> Dokument
-- -- --
Die 18-jährige Stella Goldschlag (Paula Beer) hat einen großen Traum: Sie möchte nach New York und dort als Sängerin richtig durchstarten. Ihre große Liebe ist der Jazz, gemeinsam mit ihrem Freund Manfred Kübler (Damian Hardung) und anderen Gleichgesinnten spielen sie Lieder von Cole Porter und anderen Ikonen. Doch mit der Machtübernahme der Nationalsozialisten rückt der Traum in weite Ferne. Gemeinsam mit Manfred, ihren Eltern Toni (Katja Riemann) und Gerd (Lukas Miko) müssen sie und die anderen Juden und Jüdinnen irgendwie den Alltag überstehen. Statt glamouröser Auftritte auf der Bühne ist harte Arbeit in den Fabriken angesagt. Als die Familie bei einer erneuten Deportationswelle untertaucht, lernt Stella den charmanten Rolf Isaakson (Jannis Niewöhner) kennen und lieben. Beide versuchen sie, das Beste aus der Situation zu machen – auch auf Kosten anderer …

Rücksichtsloser Überlebenskampf

Seit dem barbarischen Terroranschlag der Hamas ist das Thema Holocaust auf einmal wieder allgegenwärtig. Nicht nur in Israel, auch hierzulande, ist die Angst zurückgekehrt, nur aufgrund des eigenen Glaubens Zielscheibe für Gewalt werden zu können. Mit dem Gegenschlag, der seinerseits viele unschuldige Menschenleben kostete, ist die Diskussion schwierig geworden. Nun wird auf einmal Israel des Genozids beschuldigt. Tatsächlich wirft der aktuelle Krieg notgedrungen Fragen auf. Welche Reaktion ist angemessen? Wie weit darf man gehen, um das eigene Leben schützen zu wollen? Da ist es – je nach Ansicht – sehr passend oder unpassend, den Film Stella. Ein Leben. in die Kinos zu bringen. Denn auch dort geht es um die schwierige Abgrenzung von Opfern und Tätern, vorgeführt anhand zweier jüdischer Menschen während des Dritten Reiches.

Es dauert dabei eine ganze Weile, bis Regisseur und Co-Autor Kilian Riedhof (Meinen Hass bekommt ihr nicht) an dieser Stelle ankommt. So nimmt er sich viel Zeit, um die Vorgeschichte der Titelfigur vorzustellen. Diese wächst einigermaßen unbekümmert auf, verdrängt lang den Schrecken, der sich in Deutschland ausbreitet. Schon zu dem Zeitpunkt zeigt sich einen Hang zur Selbstbezogenheit, wenn sie sich nicht für das Leid anderer interessiert. Auch ihr Mann hat darunter zu leiden, den sie später kaum noch beachtet und der keine wirkliche Bedeutung für sie zu haben scheint. Eine Sympathieträgerin ist die Protagonistin nicht gerade. Diese Rücksichtslosigkeit wird später noch einmal deutlich stärker werden, wenn sich Stella dazu bereit erklärt, andere ans Messer zu liefern, um ihre eigene Haut zu retten. Mit Rolf Isaakson hat sie einen willigen Komplizen. Auch er nutzt in Stella. Ein Leben. andere gnadenlos aus.
-- -- --
> Angezeigte Zeilen
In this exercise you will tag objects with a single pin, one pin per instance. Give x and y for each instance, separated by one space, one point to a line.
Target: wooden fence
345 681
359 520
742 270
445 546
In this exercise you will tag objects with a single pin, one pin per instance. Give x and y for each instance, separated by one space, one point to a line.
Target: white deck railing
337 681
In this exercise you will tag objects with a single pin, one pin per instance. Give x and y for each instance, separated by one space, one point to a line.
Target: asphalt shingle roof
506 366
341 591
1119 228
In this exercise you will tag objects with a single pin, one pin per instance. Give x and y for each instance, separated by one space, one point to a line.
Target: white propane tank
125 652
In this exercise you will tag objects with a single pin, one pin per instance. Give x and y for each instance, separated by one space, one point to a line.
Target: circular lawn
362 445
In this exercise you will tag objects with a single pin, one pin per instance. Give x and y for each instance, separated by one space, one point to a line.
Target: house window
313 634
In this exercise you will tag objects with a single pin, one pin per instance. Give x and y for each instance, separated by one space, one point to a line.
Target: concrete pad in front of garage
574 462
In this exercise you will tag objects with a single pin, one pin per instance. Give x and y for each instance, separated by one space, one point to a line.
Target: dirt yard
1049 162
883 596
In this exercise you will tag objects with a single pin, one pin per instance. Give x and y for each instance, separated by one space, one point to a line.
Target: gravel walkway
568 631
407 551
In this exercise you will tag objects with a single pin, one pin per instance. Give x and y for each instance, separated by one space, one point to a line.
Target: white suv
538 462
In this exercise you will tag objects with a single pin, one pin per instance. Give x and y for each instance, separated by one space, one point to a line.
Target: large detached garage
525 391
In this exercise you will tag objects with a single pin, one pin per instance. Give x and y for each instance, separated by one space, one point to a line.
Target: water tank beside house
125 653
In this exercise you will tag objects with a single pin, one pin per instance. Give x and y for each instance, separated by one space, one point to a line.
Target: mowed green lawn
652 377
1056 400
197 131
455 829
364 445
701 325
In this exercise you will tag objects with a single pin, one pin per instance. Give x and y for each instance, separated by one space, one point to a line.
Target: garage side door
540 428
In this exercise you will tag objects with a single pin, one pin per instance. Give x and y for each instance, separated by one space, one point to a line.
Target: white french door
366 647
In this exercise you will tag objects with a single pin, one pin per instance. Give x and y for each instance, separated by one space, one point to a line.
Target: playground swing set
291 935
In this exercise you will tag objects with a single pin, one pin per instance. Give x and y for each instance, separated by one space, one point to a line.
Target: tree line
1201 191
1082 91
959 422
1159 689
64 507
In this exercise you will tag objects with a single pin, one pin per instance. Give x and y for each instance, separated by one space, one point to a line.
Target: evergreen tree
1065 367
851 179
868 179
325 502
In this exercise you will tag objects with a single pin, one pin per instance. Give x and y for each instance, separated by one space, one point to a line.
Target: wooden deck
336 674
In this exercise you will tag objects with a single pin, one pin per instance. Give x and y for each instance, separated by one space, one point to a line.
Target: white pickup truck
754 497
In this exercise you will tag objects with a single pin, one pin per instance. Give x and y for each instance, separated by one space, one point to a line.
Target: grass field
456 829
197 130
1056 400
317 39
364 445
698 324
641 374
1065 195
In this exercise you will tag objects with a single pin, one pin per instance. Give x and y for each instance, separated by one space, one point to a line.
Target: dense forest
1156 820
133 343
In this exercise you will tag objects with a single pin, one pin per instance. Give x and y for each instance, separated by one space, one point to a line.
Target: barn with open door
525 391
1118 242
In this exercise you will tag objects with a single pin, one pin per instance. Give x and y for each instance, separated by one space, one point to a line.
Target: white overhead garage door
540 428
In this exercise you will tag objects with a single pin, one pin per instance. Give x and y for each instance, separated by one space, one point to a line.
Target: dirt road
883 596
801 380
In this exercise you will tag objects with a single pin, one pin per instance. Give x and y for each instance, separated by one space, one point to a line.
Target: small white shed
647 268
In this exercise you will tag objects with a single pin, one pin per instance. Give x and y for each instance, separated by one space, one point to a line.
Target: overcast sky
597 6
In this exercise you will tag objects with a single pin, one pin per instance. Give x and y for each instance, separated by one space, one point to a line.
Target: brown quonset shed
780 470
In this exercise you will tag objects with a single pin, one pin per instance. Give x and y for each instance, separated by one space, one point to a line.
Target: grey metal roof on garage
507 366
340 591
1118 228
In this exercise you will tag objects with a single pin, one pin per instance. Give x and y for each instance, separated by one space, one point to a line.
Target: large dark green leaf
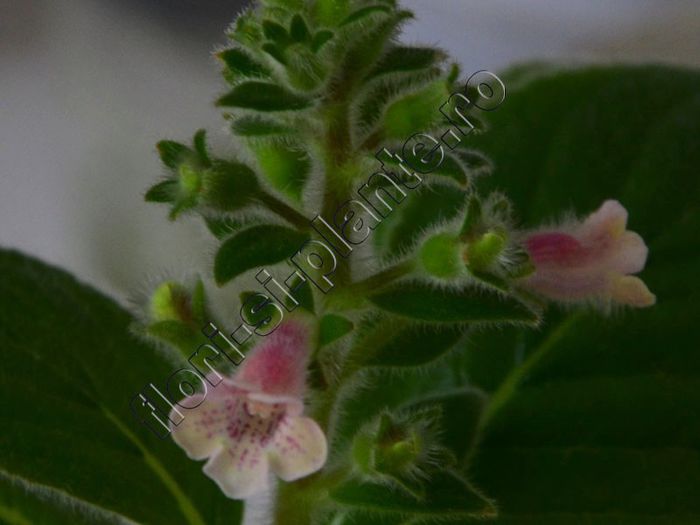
425 302
448 499
597 422
253 247
71 450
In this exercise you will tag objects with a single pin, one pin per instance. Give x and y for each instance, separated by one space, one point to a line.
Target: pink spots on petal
587 264
558 248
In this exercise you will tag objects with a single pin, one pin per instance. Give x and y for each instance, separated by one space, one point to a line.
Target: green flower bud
397 446
439 256
229 186
483 252
170 302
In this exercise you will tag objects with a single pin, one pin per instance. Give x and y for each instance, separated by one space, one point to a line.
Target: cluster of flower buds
195 180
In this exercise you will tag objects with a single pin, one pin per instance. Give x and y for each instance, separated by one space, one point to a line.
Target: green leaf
448 498
320 38
253 247
172 153
298 29
165 191
241 64
70 369
401 59
600 415
364 13
224 226
230 186
275 32
415 112
286 167
263 96
333 327
426 207
364 49
424 302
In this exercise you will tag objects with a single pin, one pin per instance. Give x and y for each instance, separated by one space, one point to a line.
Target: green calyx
170 301
482 253
439 256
-- -- --
> Aufgabe 1
Ermittle alle Zeilen, in denen die Zeichenfolge „roof“ vorkommt, und schreibe jede davon vollständig ab.
> Aufgabe 2
Schreibe die Filmkritik zu „Stella. Ein Leben.“ im Anschluss an ihren letzten Satz weiter.

> Lösung 1
Target: asphalt shingle roof
Target: grey metal roof on garage

> Lösung 2
Ein Drama voll schwieriger Fragen

Und doch ist das Drama nicht darauf aus, die Titelfigur einseitig zu verdammen. Die eigentlichen Verbrechen, soviel wird immer betont, verüben die Nationalsozialisten, die zu der Hetzjagd aufrufen und systematisch Menschenleben auslöschen. Für Stella bedeutete das, dass sie sich und ihre Familie nur schützen kann, indem sie selbst Morde ermöglicht. Bei Stella. Ein Leben. verschwimmen die Grenzen zwischen Tätern und Opfern, Stella und Rolf sind beides in einem. Das lässt sich leicht aus dem sicheren Kinosessel heraus verdammen, vor allem wenn sie alle Bekannte verraten. Aber es bleibt immer die Ambivalenz. Es bleibt auch die implizite Frage, die auf dem Plakat sogar ausformuliert wird: „Was hättest du getan?“.

Eine Antwort darauf wird niemand geben können, der nicht in der Situation ist, weshalb es schwierig ist, aus der Geschichte eine wirkliche Diskussion abzuleiten. Diskussionswürdig ist das Drama, das auf dem Zurich Film Festival 2023 Premiere hatte, aber durchaus. Und es ist sehenswert, allein schon der Besetzung wegen. Aushängeschild des Films ist dabei natürlich Paula Beer (Roter Himmel) in der Rolle der schillernd-widersprüchlichen Titelfigur. Aber auch der Rest des Ensembles trägt dazu bei, dass Stella. Ein Leben. ein zwar schwieriges Werk ist, welches oftmals unbequem wird. Aber eben auch eins, das einen zwingt, sich von dem reinen Schwarzweiß-Denken und den einfachen Antworten zu verabschieden, nach denen sich so viele sehnen.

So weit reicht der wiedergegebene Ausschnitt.